◆ **Excerpted data**:
---*---

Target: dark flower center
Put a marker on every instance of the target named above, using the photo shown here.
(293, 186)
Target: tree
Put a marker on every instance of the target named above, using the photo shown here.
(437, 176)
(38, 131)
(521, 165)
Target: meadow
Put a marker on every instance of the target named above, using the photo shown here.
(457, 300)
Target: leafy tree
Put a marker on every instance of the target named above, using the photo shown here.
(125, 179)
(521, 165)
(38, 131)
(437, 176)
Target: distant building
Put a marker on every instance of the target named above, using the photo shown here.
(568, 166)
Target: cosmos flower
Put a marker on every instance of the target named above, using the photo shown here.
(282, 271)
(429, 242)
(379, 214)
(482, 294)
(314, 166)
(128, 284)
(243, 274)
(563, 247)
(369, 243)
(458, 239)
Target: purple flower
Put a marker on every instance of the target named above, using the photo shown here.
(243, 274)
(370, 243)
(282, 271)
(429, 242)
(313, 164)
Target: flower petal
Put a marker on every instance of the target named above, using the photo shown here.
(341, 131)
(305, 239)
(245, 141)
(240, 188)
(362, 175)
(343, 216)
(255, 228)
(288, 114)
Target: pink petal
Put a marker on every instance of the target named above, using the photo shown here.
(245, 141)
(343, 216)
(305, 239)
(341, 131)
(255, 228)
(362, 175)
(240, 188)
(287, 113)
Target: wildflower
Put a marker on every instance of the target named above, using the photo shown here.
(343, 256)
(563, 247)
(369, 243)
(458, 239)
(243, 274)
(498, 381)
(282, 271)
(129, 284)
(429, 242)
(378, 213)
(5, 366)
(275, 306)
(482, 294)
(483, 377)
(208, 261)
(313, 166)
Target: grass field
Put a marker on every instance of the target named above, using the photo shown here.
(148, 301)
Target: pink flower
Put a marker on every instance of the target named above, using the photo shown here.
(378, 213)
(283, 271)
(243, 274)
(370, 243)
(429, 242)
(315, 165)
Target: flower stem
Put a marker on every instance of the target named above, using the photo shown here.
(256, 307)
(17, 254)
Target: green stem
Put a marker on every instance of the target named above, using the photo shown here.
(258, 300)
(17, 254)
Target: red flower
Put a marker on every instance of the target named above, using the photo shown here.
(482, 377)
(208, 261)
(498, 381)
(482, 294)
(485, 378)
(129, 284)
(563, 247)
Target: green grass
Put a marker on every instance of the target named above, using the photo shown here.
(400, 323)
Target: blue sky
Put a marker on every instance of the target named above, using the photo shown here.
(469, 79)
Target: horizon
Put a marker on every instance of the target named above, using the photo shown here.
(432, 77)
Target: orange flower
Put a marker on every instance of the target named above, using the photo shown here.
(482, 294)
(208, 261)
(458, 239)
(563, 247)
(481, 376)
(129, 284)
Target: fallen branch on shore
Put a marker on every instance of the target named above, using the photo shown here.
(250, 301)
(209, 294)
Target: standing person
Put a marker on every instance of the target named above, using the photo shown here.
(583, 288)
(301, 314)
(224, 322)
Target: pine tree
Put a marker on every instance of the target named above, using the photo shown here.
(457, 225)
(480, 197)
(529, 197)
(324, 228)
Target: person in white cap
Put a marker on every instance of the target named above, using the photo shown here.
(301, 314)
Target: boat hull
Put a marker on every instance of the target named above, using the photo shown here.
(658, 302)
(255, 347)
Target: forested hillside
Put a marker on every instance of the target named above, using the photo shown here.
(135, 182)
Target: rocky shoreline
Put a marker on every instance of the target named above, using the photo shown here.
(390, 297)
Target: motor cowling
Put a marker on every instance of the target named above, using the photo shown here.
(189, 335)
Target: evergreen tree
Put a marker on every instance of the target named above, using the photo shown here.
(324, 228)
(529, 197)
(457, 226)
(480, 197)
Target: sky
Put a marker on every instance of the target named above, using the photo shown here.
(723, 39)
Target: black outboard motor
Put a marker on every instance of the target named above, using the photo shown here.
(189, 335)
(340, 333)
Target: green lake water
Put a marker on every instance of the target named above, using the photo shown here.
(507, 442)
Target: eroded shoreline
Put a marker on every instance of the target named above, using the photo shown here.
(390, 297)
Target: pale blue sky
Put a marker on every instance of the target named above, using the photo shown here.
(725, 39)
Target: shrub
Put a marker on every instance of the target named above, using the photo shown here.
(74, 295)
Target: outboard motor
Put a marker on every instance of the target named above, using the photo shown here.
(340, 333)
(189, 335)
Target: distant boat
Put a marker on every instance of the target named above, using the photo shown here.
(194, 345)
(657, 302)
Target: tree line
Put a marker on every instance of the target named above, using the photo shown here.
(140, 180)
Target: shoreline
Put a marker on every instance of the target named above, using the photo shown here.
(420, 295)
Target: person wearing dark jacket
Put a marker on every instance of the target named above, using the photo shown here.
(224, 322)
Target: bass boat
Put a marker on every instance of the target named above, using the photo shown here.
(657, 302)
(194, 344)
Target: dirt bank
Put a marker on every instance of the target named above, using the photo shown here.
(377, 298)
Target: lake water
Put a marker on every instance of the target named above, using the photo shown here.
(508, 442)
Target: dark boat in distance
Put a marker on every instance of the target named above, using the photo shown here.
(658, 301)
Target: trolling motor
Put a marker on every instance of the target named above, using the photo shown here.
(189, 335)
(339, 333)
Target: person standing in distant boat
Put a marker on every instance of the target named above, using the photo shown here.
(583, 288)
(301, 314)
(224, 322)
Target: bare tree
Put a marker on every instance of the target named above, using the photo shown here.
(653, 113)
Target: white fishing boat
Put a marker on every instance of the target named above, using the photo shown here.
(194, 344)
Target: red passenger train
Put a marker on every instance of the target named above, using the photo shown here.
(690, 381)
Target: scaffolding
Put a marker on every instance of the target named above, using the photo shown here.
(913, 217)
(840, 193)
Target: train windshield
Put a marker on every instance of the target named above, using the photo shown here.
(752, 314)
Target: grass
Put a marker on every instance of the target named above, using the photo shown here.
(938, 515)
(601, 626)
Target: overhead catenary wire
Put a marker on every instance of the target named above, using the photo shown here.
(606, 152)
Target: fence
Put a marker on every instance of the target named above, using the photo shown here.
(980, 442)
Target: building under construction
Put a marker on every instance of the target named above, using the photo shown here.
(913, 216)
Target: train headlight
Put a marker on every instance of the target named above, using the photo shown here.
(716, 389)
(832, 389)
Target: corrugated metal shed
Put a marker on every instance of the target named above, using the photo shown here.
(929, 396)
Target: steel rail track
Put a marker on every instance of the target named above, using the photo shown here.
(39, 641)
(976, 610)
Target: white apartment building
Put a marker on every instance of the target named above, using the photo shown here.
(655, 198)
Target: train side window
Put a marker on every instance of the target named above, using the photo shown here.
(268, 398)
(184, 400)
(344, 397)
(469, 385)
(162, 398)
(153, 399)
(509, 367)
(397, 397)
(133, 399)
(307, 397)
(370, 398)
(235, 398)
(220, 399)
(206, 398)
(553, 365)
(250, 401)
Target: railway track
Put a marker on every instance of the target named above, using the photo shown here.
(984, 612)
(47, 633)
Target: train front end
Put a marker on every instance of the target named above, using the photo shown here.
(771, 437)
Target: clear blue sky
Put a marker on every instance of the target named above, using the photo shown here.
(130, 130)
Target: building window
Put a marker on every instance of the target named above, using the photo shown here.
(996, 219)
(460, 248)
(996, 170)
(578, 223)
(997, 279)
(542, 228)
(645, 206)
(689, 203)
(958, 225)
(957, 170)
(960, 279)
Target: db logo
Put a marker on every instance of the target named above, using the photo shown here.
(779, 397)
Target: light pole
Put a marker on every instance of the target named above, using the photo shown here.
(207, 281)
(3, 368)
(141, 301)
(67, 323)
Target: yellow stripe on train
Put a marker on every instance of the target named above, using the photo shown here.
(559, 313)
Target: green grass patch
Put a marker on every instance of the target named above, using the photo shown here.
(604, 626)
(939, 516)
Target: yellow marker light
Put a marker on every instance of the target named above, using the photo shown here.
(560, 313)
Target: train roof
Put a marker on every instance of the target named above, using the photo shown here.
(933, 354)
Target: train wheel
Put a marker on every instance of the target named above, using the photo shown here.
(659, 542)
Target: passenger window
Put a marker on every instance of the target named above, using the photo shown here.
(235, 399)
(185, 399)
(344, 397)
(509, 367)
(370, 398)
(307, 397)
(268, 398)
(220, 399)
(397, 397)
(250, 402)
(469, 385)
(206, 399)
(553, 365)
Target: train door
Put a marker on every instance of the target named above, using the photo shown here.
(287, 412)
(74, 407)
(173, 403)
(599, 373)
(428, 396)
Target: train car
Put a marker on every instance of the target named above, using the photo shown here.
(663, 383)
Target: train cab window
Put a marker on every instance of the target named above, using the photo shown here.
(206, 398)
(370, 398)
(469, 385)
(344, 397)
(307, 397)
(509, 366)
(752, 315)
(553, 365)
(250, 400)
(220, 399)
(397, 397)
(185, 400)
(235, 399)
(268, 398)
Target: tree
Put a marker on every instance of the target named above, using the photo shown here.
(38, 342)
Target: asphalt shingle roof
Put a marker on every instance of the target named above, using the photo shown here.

---*---

◆ **The problem**:
Return the line that contains "Target: train car" along with every line after it through the end of the entries, exactly, adding nothing.

◆ **Exercise solution**:
Target: train car
Put a marker on every instance of the target named above, using the photo shown here.
(663, 383)
Target: train cab window
Put a marker on every instance of the target named above, using the photo shown here.
(206, 398)
(370, 398)
(469, 385)
(344, 397)
(307, 397)
(509, 366)
(752, 315)
(553, 365)
(250, 400)
(220, 399)
(397, 397)
(185, 400)
(235, 399)
(268, 398)
Target: tree
Put a marker on every instance of the target named above, using the photo shown here.
(38, 342)
Target: asphalt shingle roof
Put a marker on every instance of the target named above, using the photo shown here.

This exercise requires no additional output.